EXERCISE INSTRUCTIONS:
Please output exactly the run of lines that starts at the line with "man in white" and ends at the last line of the records below.

***** DATASET RECORDS *****

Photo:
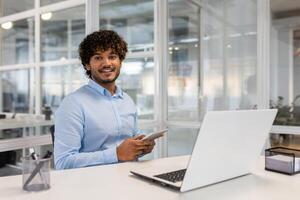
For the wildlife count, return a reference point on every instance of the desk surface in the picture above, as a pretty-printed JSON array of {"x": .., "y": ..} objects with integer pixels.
[
  {"x": 23, "y": 123},
  {"x": 115, "y": 182}
]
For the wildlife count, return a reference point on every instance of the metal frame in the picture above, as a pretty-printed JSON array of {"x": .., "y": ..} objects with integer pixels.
[{"x": 263, "y": 53}]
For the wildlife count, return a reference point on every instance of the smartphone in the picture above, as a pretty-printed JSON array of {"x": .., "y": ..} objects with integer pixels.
[{"x": 155, "y": 135}]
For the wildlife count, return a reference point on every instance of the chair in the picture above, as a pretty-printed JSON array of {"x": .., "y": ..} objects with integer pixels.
[{"x": 52, "y": 128}]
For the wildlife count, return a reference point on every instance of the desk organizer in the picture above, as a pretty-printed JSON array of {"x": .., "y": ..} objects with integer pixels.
[{"x": 282, "y": 160}]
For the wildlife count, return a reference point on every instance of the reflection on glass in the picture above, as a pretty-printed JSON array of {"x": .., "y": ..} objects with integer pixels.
[
  {"x": 137, "y": 80},
  {"x": 47, "y": 2},
  {"x": 181, "y": 141},
  {"x": 59, "y": 81},
  {"x": 285, "y": 65},
  {"x": 15, "y": 90},
  {"x": 184, "y": 60},
  {"x": 227, "y": 77},
  {"x": 9, "y": 7},
  {"x": 61, "y": 33},
  {"x": 17, "y": 42},
  {"x": 132, "y": 19}
]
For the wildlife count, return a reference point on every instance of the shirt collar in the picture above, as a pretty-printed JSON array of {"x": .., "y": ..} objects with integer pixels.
[{"x": 103, "y": 91}]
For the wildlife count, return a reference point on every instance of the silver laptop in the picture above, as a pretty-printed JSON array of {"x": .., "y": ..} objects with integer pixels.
[{"x": 228, "y": 145}]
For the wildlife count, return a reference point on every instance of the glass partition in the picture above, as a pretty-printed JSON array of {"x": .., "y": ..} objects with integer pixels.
[
  {"x": 9, "y": 7},
  {"x": 59, "y": 81},
  {"x": 285, "y": 62},
  {"x": 16, "y": 89},
  {"x": 132, "y": 19},
  {"x": 137, "y": 80},
  {"x": 61, "y": 33},
  {"x": 223, "y": 34},
  {"x": 17, "y": 42}
]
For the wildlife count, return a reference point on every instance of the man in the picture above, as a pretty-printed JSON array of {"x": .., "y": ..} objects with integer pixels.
[{"x": 97, "y": 124}]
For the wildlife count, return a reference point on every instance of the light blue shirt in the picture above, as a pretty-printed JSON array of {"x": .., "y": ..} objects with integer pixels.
[{"x": 89, "y": 125}]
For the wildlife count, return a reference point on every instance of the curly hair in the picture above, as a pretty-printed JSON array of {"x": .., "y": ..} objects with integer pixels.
[{"x": 101, "y": 40}]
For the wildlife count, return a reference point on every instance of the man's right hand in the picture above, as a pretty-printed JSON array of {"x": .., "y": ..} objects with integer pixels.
[{"x": 131, "y": 148}]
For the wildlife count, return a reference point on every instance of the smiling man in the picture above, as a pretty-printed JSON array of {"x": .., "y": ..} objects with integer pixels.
[{"x": 97, "y": 124}]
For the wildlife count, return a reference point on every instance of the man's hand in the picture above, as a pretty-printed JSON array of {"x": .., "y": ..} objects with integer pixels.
[
  {"x": 150, "y": 146},
  {"x": 131, "y": 148}
]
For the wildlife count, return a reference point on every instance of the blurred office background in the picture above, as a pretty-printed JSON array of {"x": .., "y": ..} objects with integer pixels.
[{"x": 186, "y": 57}]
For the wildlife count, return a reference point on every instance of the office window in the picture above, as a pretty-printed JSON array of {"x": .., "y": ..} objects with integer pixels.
[
  {"x": 61, "y": 33},
  {"x": 184, "y": 60},
  {"x": 132, "y": 19},
  {"x": 137, "y": 79},
  {"x": 285, "y": 62},
  {"x": 17, "y": 91},
  {"x": 226, "y": 78},
  {"x": 47, "y": 2},
  {"x": 17, "y": 42},
  {"x": 9, "y": 7},
  {"x": 229, "y": 68},
  {"x": 59, "y": 81}
]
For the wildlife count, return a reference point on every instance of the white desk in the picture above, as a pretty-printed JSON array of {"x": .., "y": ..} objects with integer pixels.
[
  {"x": 24, "y": 123},
  {"x": 115, "y": 182}
]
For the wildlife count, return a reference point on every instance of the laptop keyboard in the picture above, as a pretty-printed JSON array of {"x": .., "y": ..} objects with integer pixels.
[{"x": 174, "y": 176}]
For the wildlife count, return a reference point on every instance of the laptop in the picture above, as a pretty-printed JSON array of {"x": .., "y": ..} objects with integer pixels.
[{"x": 228, "y": 146}]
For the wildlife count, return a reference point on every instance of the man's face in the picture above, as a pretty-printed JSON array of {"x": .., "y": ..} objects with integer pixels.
[{"x": 105, "y": 66}]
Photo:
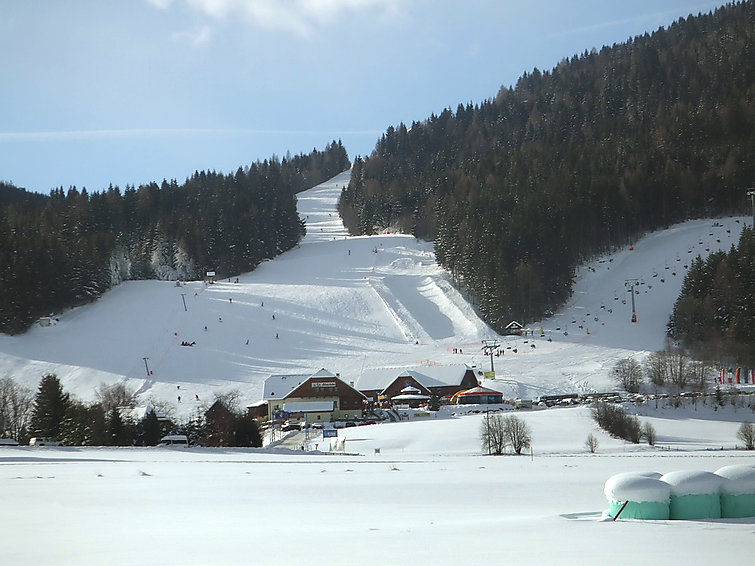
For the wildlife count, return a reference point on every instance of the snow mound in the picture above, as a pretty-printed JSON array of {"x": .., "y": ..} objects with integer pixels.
[
  {"x": 637, "y": 487},
  {"x": 693, "y": 482}
]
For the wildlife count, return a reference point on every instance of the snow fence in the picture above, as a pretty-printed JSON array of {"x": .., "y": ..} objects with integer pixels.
[
  {"x": 727, "y": 493},
  {"x": 737, "y": 491}
]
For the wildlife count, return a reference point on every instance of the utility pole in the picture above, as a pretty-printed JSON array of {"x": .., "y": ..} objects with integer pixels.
[
  {"x": 489, "y": 347},
  {"x": 632, "y": 283}
]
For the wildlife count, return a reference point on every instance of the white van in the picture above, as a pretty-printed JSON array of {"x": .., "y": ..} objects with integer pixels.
[
  {"x": 41, "y": 441},
  {"x": 174, "y": 440}
]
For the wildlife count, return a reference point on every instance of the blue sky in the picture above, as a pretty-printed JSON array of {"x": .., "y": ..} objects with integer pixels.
[{"x": 96, "y": 92}]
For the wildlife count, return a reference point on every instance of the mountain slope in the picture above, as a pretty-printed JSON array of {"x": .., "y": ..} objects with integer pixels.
[{"x": 349, "y": 304}]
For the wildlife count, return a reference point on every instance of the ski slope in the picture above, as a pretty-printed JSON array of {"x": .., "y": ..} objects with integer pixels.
[{"x": 349, "y": 304}]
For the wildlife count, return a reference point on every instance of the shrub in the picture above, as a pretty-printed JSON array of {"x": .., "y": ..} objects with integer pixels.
[
  {"x": 746, "y": 434},
  {"x": 591, "y": 443}
]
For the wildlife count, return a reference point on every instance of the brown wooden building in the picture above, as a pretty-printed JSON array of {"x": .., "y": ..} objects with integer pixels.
[
  {"x": 321, "y": 397},
  {"x": 385, "y": 383}
]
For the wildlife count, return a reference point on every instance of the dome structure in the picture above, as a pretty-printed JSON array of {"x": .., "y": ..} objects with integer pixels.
[
  {"x": 641, "y": 495},
  {"x": 695, "y": 494},
  {"x": 737, "y": 491}
]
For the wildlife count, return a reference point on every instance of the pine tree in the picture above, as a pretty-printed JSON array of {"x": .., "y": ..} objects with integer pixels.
[
  {"x": 50, "y": 406},
  {"x": 151, "y": 429}
]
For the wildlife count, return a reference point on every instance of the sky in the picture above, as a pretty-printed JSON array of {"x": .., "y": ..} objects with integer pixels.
[{"x": 127, "y": 92}]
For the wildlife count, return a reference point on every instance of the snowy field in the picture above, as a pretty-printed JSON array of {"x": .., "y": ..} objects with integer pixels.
[
  {"x": 429, "y": 496},
  {"x": 353, "y": 303}
]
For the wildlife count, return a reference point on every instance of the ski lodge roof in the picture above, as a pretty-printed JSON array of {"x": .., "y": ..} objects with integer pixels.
[
  {"x": 427, "y": 376},
  {"x": 279, "y": 386}
]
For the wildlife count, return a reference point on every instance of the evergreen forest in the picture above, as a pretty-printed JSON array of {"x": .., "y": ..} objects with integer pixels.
[
  {"x": 568, "y": 163},
  {"x": 715, "y": 311},
  {"x": 68, "y": 248}
]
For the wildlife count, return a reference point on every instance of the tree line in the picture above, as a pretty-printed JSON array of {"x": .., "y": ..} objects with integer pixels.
[
  {"x": 519, "y": 189},
  {"x": 68, "y": 248},
  {"x": 714, "y": 313},
  {"x": 52, "y": 413}
]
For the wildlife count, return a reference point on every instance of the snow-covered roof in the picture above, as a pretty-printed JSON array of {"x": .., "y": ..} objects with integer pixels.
[
  {"x": 138, "y": 412},
  {"x": 308, "y": 406},
  {"x": 410, "y": 397},
  {"x": 479, "y": 390},
  {"x": 279, "y": 386},
  {"x": 427, "y": 376}
]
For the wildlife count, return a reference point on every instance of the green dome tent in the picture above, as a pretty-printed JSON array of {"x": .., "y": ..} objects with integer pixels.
[
  {"x": 694, "y": 494},
  {"x": 641, "y": 495}
]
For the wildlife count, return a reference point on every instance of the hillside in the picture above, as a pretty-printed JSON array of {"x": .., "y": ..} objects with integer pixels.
[
  {"x": 349, "y": 304},
  {"x": 519, "y": 189}
]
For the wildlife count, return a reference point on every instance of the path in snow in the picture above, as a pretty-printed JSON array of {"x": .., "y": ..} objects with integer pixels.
[{"x": 349, "y": 304}]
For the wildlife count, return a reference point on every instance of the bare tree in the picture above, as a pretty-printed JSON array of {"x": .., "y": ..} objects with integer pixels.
[
  {"x": 491, "y": 434},
  {"x": 648, "y": 431},
  {"x": 628, "y": 374},
  {"x": 746, "y": 434},
  {"x": 517, "y": 433},
  {"x": 16, "y": 402},
  {"x": 700, "y": 376},
  {"x": 230, "y": 399},
  {"x": 679, "y": 369},
  {"x": 656, "y": 370}
]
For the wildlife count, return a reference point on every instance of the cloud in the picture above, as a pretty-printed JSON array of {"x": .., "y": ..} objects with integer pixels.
[
  {"x": 197, "y": 37},
  {"x": 161, "y": 4},
  {"x": 142, "y": 133},
  {"x": 303, "y": 18}
]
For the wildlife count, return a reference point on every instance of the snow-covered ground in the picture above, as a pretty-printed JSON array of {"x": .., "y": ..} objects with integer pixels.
[
  {"x": 349, "y": 304},
  {"x": 428, "y": 497},
  {"x": 403, "y": 493}
]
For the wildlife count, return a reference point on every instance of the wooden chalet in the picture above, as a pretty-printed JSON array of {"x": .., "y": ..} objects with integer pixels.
[
  {"x": 320, "y": 397},
  {"x": 385, "y": 383}
]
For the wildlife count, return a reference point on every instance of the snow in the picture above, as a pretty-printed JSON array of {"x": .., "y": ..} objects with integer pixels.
[
  {"x": 692, "y": 482},
  {"x": 413, "y": 492},
  {"x": 637, "y": 487},
  {"x": 353, "y": 305},
  {"x": 739, "y": 479}
]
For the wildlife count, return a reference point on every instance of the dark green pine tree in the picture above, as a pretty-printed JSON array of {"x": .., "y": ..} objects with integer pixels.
[
  {"x": 50, "y": 406},
  {"x": 116, "y": 429},
  {"x": 151, "y": 429}
]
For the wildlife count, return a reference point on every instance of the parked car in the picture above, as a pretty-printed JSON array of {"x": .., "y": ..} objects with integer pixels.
[
  {"x": 180, "y": 440},
  {"x": 42, "y": 441}
]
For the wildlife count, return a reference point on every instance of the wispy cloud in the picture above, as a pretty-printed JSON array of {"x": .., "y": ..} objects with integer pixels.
[
  {"x": 141, "y": 133},
  {"x": 303, "y": 18}
]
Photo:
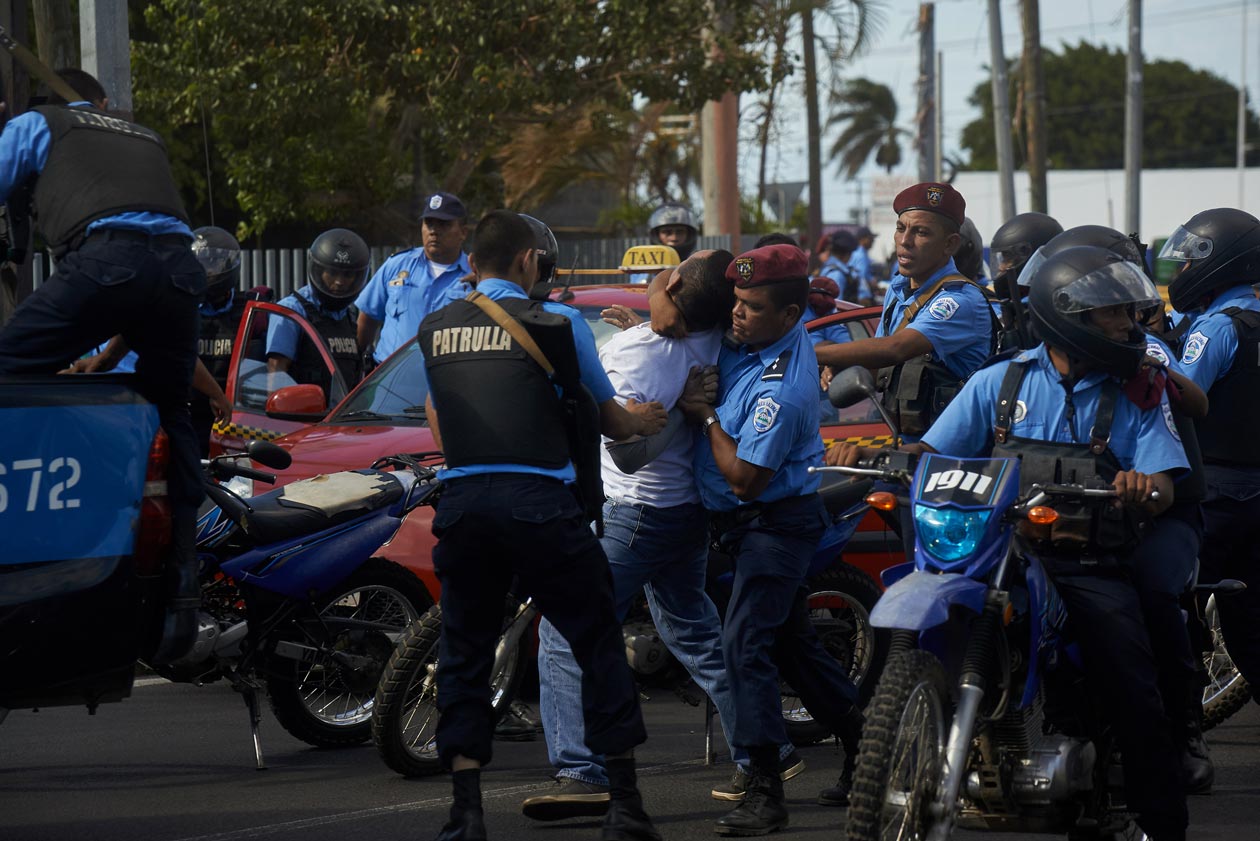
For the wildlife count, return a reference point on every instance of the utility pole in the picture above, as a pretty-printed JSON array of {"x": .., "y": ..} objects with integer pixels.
[
  {"x": 926, "y": 117},
  {"x": 1002, "y": 112},
  {"x": 1133, "y": 124},
  {"x": 1035, "y": 106},
  {"x": 106, "y": 48}
]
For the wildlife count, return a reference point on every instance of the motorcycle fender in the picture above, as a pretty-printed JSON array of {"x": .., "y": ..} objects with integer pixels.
[{"x": 921, "y": 600}]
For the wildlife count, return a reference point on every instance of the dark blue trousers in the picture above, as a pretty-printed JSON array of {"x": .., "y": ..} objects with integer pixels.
[
  {"x": 767, "y": 633},
  {"x": 148, "y": 290},
  {"x": 492, "y": 528}
]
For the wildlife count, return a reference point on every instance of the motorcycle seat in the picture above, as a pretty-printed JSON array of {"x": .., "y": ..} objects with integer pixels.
[
  {"x": 842, "y": 492},
  {"x": 318, "y": 503}
]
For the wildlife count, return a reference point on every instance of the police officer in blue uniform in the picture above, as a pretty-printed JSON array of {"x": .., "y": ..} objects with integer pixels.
[
  {"x": 1062, "y": 409},
  {"x": 752, "y": 473},
  {"x": 107, "y": 206},
  {"x": 508, "y": 511},
  {"x": 412, "y": 284},
  {"x": 1219, "y": 256},
  {"x": 936, "y": 325},
  {"x": 337, "y": 266}
]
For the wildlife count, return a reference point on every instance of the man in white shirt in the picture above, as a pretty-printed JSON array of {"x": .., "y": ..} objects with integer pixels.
[{"x": 655, "y": 535}]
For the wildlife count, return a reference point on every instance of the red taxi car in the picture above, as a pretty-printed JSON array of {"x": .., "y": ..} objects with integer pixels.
[{"x": 386, "y": 415}]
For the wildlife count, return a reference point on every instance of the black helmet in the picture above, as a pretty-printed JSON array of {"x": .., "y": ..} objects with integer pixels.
[
  {"x": 1219, "y": 247},
  {"x": 340, "y": 252},
  {"x": 675, "y": 213},
  {"x": 1017, "y": 238},
  {"x": 219, "y": 255},
  {"x": 969, "y": 257},
  {"x": 1067, "y": 285},
  {"x": 546, "y": 246}
]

*****

ANSWER TO THIS EXERCISE:
For the wildlife count, return a reference point on every instance of the man in white shirt in the picture above, as a pretty-printed JSON array of {"x": .., "y": ..} objects with integer pixels.
[{"x": 655, "y": 535}]
For the wildlife count, return a reference point on every instance of the red taxi car in the picture above, as a pretty-printed JSON array of {"x": .., "y": ..} objects with integer pixels.
[{"x": 386, "y": 415}]
For the wildlife count, return a reference point on every instance of the black helmet in the picture above, as a pretty-printed JSON array of {"x": .., "y": ..} objects with integer pixels.
[
  {"x": 1219, "y": 247},
  {"x": 340, "y": 252},
  {"x": 675, "y": 213},
  {"x": 1017, "y": 238},
  {"x": 219, "y": 255},
  {"x": 969, "y": 257},
  {"x": 1067, "y": 285},
  {"x": 546, "y": 246}
]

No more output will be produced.